Dataset entries:
##########

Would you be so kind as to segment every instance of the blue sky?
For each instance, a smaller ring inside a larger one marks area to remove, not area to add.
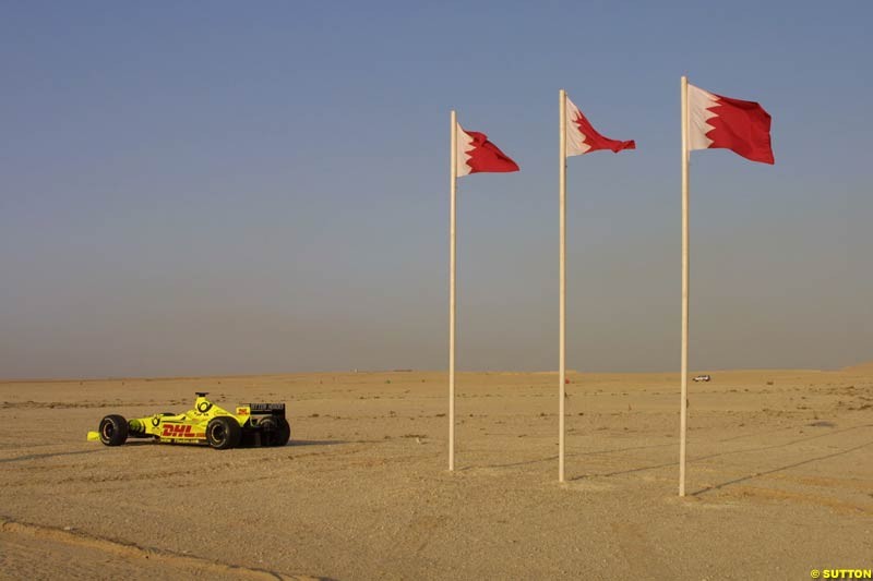
[[[757,100],[776,165],[693,155],[693,368],[873,359],[869,2],[3,2],[0,376],[678,370],[679,78]]]

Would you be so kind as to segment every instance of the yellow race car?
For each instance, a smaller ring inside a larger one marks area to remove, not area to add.
[[[238,406],[231,413],[206,399],[206,395],[198,391],[194,409],[184,413],[156,413],[133,420],[107,415],[97,432],[88,432],[88,439],[121,446],[128,438],[151,438],[169,444],[208,444],[216,450],[288,444],[291,426],[285,419],[285,403],[249,403]]]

##########

• Job: Can you convert every line of the records above into a Markdown table with the columns "No." and "Text", numbering each row, skipping blank lines, and leaving out the pictures?

• The answer:
| No. | Text |
|---|---|
| 1 | Would you be so kind as to segment every instance of the blue sky? |
| 2 | For each instance, a smaller ring inside a larger one marks area to remove, not area to add. |
| 3 | [[[757,100],[776,165],[693,155],[693,368],[873,359],[869,2],[3,2],[0,376],[678,370],[679,78]]] |
| 4 | Would you be so kind as to segment every instance of the yellow race car? |
| 5 | For each instance, a smaller ring inside a larger one marks area to remove, not area to add. |
| 6 | [[[238,406],[231,413],[206,399],[206,395],[198,391],[194,409],[184,413],[156,413],[133,420],[107,415],[97,432],[88,432],[88,439],[121,446],[128,438],[151,438],[169,444],[208,444],[216,450],[288,444],[291,426],[285,419],[285,403],[249,403]]] |